### What this task involves
Nothing but a number belongs in the answer: the count of lines below that contain the word "green".
════════════════
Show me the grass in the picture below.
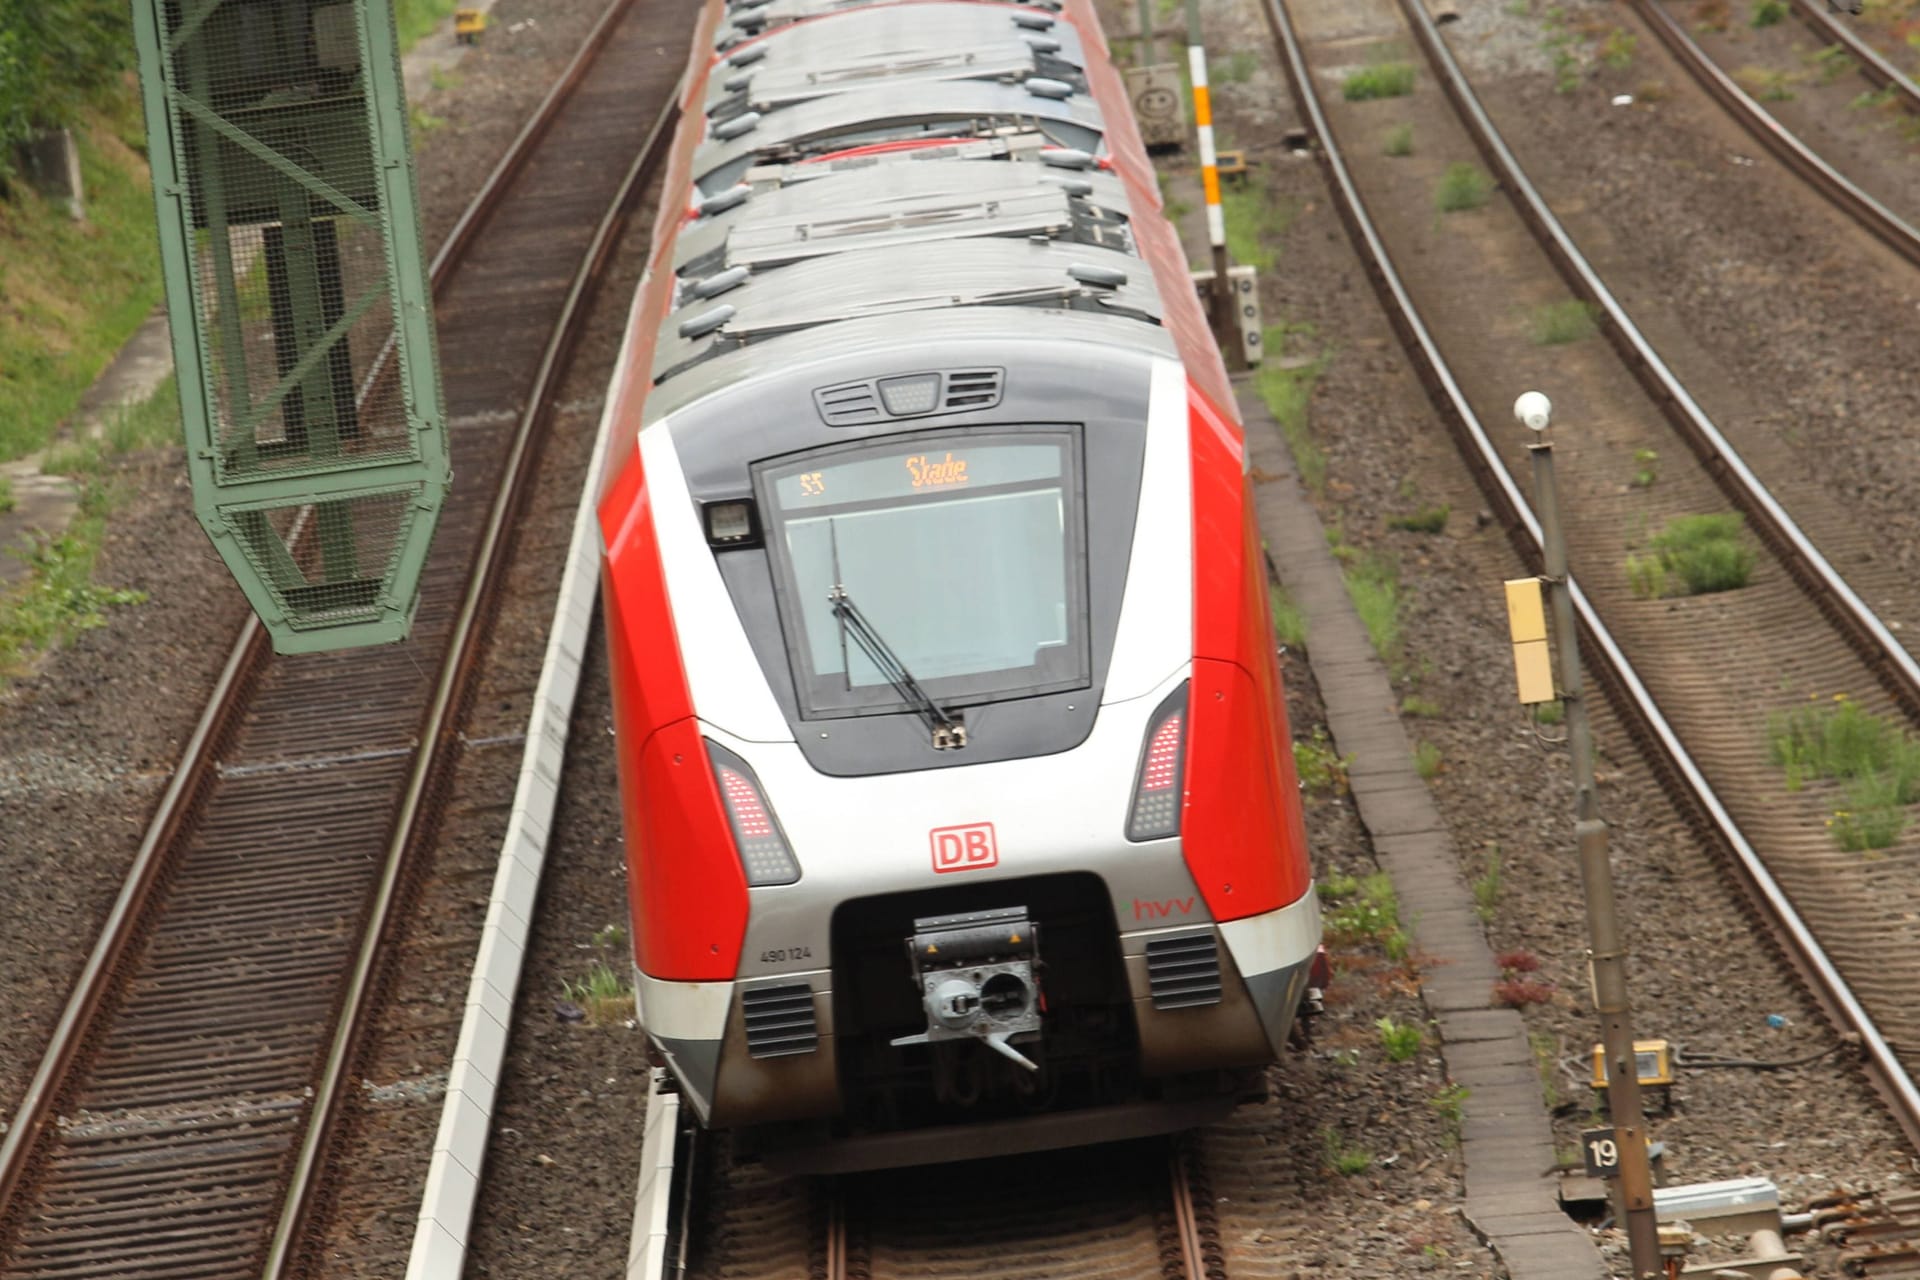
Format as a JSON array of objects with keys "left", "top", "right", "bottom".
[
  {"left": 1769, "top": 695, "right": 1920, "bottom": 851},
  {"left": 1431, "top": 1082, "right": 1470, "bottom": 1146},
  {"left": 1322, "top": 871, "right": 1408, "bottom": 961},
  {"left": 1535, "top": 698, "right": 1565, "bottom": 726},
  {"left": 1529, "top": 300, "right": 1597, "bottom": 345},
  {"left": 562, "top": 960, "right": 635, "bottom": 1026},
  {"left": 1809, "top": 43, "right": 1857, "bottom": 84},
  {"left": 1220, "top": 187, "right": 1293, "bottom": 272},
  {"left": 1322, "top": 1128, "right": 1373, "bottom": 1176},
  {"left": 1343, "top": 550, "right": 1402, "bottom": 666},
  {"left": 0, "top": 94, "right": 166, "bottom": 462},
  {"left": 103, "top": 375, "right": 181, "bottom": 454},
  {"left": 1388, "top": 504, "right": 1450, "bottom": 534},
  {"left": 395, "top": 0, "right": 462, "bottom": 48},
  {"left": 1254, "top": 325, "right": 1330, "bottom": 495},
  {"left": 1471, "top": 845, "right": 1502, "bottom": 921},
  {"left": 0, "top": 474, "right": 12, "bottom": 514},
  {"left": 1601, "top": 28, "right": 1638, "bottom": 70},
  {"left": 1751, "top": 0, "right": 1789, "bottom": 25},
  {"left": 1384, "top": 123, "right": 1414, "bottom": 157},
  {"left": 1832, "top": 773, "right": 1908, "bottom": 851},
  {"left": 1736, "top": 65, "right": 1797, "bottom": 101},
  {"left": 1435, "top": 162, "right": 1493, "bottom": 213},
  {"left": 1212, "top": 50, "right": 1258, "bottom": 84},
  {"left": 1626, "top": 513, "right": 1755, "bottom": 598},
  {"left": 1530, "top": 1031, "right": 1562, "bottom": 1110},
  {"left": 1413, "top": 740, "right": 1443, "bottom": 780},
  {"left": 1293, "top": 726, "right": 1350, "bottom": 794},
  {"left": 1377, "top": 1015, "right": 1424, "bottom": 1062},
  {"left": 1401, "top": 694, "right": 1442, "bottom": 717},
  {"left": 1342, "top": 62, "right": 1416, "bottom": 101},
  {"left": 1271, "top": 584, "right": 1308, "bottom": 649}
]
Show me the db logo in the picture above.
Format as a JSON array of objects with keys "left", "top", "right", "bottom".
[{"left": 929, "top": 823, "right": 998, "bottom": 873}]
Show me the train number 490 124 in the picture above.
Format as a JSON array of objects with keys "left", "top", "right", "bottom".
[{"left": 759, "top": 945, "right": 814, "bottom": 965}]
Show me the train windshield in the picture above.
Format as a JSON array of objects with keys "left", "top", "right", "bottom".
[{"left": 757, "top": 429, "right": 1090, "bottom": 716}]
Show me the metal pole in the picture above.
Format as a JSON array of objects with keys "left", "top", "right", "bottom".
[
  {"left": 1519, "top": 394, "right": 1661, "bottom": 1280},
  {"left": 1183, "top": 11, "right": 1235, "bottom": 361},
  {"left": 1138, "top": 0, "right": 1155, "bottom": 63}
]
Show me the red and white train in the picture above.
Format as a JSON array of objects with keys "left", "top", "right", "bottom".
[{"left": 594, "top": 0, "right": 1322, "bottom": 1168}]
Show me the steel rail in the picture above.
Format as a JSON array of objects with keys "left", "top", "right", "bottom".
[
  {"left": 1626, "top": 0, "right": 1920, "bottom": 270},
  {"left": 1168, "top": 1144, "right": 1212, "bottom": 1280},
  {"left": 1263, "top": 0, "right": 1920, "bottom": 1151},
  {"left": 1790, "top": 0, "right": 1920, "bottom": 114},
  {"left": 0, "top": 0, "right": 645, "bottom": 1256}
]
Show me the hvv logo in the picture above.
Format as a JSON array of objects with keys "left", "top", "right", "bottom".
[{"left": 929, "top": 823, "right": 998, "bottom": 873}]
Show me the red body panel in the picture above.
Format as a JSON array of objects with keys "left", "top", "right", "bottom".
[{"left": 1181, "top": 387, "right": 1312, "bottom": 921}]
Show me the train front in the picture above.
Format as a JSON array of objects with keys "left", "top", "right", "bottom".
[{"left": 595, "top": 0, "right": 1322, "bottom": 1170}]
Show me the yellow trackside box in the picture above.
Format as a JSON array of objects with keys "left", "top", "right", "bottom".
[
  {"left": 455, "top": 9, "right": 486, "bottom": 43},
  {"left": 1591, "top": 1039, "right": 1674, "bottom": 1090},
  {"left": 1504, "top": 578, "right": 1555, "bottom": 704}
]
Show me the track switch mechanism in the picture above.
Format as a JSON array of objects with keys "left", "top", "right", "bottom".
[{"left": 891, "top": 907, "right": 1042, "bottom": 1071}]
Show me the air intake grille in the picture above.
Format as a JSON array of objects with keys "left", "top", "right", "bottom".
════════════════
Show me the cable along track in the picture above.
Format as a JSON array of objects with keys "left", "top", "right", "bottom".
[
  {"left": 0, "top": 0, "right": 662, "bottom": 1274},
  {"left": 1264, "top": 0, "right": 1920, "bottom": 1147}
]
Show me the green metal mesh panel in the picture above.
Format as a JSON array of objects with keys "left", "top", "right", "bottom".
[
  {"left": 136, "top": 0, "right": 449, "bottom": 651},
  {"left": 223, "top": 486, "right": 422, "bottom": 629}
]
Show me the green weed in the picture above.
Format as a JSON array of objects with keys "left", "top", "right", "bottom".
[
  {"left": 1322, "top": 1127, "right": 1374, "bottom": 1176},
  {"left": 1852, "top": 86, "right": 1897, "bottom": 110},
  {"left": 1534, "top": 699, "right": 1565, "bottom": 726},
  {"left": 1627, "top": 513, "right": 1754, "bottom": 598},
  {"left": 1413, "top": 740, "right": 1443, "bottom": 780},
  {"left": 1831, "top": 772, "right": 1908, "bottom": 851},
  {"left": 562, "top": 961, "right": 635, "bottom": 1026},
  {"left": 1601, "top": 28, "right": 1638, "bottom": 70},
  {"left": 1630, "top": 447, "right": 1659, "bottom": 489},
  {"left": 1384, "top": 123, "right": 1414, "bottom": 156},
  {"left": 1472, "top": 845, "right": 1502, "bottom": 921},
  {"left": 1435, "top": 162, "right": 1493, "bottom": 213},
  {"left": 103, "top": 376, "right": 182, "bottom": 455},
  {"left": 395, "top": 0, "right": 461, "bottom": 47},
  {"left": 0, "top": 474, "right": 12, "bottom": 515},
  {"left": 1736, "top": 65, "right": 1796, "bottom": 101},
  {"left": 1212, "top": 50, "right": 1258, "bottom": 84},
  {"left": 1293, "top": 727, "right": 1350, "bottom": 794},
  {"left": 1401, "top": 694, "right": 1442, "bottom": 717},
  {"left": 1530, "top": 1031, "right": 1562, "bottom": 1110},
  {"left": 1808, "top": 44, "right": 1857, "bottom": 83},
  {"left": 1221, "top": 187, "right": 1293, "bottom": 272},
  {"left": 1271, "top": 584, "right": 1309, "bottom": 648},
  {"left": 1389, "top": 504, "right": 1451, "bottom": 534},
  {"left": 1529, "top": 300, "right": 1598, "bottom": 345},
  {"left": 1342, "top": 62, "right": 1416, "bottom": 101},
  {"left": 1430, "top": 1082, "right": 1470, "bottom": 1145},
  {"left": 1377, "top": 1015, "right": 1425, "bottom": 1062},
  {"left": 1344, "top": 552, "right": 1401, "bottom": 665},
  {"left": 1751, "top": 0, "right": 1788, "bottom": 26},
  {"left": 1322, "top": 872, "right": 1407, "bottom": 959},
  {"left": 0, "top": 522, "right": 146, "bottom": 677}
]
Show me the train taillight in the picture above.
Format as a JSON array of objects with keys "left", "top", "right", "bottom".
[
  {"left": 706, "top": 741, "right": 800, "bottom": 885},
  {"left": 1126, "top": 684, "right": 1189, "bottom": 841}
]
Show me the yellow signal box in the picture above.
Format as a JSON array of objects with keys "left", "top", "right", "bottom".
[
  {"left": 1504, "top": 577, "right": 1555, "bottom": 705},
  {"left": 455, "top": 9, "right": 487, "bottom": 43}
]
════════════════
### Task solution
2